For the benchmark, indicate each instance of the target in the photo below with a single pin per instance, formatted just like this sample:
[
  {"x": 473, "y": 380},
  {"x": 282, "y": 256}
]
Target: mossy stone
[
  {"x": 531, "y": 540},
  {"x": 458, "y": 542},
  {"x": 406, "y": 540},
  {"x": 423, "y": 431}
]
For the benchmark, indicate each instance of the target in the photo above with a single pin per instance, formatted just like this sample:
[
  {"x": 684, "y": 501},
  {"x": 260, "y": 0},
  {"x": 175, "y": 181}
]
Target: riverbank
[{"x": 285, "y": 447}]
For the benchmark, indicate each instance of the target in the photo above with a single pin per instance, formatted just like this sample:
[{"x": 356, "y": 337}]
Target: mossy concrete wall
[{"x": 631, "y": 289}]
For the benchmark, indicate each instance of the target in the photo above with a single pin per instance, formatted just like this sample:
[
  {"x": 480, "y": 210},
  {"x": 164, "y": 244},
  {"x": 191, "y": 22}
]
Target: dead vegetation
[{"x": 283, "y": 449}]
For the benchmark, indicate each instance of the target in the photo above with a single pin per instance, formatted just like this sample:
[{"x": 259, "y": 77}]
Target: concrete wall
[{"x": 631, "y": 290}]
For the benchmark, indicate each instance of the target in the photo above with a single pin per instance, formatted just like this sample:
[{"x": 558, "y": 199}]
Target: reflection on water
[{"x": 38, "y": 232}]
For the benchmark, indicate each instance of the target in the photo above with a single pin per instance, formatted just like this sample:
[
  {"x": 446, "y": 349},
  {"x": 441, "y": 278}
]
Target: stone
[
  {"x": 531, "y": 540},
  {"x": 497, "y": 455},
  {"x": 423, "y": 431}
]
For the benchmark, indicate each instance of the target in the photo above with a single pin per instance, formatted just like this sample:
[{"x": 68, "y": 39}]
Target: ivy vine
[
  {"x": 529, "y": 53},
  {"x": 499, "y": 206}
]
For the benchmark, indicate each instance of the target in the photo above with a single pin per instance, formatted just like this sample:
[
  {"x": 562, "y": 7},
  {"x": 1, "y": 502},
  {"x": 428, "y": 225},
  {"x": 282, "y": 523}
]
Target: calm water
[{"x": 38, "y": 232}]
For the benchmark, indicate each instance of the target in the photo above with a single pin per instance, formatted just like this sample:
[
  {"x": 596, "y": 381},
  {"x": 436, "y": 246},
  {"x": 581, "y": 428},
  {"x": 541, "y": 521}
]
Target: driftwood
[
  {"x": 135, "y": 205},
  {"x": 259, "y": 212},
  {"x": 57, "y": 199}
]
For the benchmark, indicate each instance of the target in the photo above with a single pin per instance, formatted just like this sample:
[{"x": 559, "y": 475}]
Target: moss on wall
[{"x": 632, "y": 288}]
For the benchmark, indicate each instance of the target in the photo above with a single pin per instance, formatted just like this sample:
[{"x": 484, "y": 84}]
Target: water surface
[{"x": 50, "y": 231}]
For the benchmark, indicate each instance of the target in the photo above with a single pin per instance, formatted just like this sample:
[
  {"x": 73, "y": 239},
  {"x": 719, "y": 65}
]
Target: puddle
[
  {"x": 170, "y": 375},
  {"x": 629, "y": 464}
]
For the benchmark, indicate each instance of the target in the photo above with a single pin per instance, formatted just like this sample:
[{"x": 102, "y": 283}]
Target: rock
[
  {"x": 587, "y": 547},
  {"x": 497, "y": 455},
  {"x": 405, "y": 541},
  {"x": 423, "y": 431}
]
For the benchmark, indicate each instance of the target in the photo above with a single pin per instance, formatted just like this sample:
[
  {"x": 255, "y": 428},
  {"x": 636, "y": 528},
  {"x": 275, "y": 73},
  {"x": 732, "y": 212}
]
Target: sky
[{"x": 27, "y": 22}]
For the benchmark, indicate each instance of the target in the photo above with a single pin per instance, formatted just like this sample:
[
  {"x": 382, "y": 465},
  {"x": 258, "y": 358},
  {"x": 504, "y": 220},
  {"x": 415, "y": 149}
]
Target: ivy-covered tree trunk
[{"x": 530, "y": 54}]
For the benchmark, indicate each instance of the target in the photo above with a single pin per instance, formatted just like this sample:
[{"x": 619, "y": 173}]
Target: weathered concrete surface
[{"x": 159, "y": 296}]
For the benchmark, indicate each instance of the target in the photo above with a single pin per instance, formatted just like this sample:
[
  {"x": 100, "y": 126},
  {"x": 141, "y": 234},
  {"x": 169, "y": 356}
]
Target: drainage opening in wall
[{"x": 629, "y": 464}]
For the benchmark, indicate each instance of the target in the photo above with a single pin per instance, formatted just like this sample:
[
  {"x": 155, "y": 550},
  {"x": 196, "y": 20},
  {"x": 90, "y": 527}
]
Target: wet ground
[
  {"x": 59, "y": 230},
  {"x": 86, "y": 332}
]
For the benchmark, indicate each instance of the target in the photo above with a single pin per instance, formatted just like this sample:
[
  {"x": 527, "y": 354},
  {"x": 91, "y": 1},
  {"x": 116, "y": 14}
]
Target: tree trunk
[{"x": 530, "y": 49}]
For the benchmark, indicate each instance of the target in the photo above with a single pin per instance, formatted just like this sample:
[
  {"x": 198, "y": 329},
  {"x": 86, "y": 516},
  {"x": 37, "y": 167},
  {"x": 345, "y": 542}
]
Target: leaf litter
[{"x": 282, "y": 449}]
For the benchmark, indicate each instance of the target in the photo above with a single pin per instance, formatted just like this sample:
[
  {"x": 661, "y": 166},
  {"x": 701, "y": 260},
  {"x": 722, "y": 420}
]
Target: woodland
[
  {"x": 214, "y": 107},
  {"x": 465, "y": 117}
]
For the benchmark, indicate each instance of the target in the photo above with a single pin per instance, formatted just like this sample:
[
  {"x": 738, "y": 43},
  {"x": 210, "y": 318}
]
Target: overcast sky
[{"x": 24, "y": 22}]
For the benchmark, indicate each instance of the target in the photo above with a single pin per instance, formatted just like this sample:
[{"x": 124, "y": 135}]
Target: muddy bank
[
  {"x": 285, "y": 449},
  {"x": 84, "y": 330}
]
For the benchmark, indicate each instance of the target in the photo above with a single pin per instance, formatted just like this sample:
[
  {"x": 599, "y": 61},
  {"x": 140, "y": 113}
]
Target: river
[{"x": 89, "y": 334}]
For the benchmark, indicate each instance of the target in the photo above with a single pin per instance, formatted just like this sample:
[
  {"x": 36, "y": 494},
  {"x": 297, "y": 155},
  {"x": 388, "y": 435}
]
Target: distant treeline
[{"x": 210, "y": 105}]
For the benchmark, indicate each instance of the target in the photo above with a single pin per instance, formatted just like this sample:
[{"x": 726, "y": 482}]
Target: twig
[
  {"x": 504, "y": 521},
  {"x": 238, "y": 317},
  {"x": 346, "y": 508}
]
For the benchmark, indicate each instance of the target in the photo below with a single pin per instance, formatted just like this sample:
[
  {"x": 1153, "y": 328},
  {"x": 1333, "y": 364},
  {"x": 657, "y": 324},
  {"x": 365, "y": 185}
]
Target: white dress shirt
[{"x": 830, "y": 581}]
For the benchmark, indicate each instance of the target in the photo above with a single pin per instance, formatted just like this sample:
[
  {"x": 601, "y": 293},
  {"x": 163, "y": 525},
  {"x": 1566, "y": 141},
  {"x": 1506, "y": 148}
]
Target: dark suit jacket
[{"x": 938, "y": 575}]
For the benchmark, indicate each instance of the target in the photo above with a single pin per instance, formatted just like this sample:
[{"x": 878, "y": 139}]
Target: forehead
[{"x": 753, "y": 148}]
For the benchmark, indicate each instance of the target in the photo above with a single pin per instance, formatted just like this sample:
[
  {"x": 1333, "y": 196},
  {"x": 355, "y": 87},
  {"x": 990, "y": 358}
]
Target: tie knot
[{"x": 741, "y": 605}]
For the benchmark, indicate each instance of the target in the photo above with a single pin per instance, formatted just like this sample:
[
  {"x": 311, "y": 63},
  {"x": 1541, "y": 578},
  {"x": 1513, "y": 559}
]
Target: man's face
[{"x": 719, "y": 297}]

**What this task involves:** Please pull out every line in the records above that contains the string "wall".

**Complete response:**
Target: mossy concrete wall
Target: concrete wall
Target: moss on wall
Target: drainage opening in wall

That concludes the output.